SOURCE PASSAGE START
Q: What food and drink items are most commonly pasteurized in the United States?

A: Any bottled, boxed or canned liquid is typically pasteurized. But I would imagine milk and juice are No. 1 and No. 2.

Q: Is there any risk associated with the human consumption of unpasteurized food and drinks? If so, what are they?

A: Yes. Without pasteurization, certain products can contain harmful microorganisms that can result in illness and even death.

Q: What are the benefits of pasteurization?

A: The benefits of pasteurization are simple. In addition to reducing or eliminating harmful microorganisms, it reduces spoilage and increases shelf life.

Q: How are eggs pasteurized?

A: Pasteurized eggs are heated in warm water baths, using a controlled time and temperature to inactivate bacteria that might be present. This uses the “low and slow approach,” so the temperature isn’t high enough to cook the eggs, but it will inactivate pathogenic microbes.

Q: Is there any nutrition loss when food and drinks are pasteurized?

A: Yes and no. Advocates of raw milk consumption claim it can help treat allergies and that pasteurization removes beneficial vitamins. With the exception of decreasing riboflavin (vitamin B2), pasteurization does not significantly decrease the nutritional value of milk. However, even when pasteurized, milk still remains an excellent source of riboflavin. Pasteurized milk is perfectly fine and does not have a significant impact on health compared to the potential risks raw milk carries. The one thing that’s being looked at with more scrutiny is raw milk and protection against milk allergies. The evidence is not conclusive at this point.

Q: Is there anything else related to pasteurization you would like to add?

A: What most people forget is that these heat treatment processes were designed to prevent human casualties and to extend the shelf life of food. Most people don’t remember or know of the historical outbreaks. Unfortunately, when conducting research, people will search the internet and focus on those sites that reinforce the answers they’re looking for.
SOURCE PASSAGE END
DATASET EXTRACT START
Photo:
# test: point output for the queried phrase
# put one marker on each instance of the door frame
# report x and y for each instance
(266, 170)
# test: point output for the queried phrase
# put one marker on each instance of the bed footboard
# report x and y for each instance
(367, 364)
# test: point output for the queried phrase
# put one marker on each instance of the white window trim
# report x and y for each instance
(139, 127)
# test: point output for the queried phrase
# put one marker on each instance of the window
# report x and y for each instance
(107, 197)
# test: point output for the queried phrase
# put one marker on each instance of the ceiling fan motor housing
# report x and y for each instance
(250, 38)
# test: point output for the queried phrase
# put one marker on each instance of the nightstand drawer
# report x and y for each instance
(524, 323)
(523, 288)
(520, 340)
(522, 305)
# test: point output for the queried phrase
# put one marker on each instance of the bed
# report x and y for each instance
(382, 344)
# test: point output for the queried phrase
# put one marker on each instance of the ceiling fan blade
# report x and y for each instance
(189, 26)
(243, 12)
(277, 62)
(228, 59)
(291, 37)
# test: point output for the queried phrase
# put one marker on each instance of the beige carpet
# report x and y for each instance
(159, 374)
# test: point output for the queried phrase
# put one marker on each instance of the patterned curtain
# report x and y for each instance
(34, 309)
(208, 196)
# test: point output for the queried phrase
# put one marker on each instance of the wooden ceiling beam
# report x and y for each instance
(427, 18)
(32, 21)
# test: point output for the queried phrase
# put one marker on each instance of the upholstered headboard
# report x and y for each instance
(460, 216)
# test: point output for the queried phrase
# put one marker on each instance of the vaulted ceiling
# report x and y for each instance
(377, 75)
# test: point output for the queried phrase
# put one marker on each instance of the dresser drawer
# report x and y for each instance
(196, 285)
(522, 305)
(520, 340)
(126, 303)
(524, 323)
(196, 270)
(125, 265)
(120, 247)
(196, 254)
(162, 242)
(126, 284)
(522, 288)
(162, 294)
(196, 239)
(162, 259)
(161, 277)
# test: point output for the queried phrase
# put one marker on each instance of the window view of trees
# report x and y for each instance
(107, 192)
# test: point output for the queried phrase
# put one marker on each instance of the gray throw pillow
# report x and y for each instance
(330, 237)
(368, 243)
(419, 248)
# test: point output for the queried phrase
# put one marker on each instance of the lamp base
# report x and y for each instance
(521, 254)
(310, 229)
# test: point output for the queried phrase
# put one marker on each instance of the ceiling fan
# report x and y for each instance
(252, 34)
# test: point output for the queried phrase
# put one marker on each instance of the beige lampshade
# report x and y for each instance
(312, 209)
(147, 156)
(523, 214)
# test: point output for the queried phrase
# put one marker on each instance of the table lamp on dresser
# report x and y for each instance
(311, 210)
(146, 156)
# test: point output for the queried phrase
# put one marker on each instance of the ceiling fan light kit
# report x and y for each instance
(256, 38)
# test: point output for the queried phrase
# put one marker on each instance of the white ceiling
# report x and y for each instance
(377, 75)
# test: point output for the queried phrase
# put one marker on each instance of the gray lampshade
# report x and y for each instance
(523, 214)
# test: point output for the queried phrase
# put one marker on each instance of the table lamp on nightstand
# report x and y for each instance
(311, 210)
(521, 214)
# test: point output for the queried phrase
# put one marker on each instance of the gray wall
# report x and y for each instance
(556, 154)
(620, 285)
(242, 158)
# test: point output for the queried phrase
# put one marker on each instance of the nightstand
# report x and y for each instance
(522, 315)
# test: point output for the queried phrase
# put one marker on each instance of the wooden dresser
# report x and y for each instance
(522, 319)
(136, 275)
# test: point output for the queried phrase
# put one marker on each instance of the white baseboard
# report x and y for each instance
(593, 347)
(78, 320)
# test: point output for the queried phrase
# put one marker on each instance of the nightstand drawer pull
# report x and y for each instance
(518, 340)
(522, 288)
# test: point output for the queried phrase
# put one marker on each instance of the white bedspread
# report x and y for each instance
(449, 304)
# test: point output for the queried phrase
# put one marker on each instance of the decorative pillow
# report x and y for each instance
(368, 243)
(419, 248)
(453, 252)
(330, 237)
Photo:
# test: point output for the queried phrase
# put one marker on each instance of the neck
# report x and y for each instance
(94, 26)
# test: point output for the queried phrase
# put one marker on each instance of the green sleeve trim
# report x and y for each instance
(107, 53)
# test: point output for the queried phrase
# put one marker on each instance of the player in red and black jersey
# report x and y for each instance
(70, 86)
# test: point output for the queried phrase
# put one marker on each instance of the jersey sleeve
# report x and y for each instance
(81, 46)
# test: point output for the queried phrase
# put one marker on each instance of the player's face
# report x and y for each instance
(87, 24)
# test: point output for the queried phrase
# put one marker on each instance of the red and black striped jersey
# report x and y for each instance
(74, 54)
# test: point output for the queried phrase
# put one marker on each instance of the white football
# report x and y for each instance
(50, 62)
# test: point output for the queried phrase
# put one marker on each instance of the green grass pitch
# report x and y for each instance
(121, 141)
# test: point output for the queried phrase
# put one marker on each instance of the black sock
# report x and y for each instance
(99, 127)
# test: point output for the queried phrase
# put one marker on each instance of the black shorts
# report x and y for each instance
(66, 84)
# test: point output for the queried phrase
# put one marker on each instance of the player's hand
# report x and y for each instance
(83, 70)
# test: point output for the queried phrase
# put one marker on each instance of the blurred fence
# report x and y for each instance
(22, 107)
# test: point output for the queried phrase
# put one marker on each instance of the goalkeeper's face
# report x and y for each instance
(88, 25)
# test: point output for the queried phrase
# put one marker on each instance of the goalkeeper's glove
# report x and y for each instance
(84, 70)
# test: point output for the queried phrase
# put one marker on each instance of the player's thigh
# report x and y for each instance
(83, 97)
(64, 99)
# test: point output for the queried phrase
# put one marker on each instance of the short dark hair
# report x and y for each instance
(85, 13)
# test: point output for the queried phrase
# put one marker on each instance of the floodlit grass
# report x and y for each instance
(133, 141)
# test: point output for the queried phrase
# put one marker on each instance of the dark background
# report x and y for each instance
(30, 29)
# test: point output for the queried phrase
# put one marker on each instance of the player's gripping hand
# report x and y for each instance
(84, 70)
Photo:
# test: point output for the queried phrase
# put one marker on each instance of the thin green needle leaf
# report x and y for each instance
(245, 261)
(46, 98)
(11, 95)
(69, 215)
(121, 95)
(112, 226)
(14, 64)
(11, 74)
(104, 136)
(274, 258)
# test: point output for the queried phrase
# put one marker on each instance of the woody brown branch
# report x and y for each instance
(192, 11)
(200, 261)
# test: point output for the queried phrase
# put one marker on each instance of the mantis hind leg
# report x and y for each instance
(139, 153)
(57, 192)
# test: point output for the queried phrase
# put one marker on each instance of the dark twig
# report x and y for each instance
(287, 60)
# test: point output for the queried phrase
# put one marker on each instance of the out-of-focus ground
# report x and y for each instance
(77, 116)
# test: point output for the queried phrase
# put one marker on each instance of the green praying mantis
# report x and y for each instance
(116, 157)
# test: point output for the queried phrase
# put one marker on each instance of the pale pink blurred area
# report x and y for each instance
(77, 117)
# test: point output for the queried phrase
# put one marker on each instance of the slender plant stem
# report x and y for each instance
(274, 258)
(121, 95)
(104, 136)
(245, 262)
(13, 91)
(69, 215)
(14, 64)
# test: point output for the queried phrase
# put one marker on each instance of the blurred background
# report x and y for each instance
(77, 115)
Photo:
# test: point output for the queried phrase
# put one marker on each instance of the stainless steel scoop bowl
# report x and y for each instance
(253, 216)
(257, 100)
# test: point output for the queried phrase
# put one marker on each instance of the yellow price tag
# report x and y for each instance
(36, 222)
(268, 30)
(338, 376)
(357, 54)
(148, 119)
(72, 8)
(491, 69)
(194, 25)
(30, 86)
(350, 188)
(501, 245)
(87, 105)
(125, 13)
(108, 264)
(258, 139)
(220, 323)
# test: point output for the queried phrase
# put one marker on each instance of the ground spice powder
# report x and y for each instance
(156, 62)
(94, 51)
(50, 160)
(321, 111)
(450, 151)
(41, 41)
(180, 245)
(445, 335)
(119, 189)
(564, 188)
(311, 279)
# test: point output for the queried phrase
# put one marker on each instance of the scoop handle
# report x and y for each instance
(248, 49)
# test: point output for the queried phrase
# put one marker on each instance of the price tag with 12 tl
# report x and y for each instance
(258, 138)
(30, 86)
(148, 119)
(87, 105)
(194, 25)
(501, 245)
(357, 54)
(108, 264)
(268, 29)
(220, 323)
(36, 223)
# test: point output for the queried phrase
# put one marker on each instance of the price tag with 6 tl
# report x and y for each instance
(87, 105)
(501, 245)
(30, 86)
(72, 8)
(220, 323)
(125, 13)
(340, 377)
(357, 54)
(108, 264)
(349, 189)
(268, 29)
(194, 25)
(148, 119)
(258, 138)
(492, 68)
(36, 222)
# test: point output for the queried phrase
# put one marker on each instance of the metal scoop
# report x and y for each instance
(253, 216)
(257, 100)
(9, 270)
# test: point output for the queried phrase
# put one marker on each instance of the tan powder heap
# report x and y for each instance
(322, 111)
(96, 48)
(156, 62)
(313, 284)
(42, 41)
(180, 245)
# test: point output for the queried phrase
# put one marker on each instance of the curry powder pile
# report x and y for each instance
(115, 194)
DATASET EXTRACT END
Write out the pasteurization Q&A word for word, from "A: Pasteurized eggs" down to "inactivate pathogenic microbes.". The rows were taken from a different source than the pasteurization Q&A.

▶ **SOLUTION FOR THIS TASK**:
A: Pasteurized eggs are heated in warm water baths, using a controlled time and temperature to inactivate bacteria that might be present. This uses the “low and slow approach,” so the temperature isn’t high enough to cook the eggs, but it will inactivate pathogenic microbes.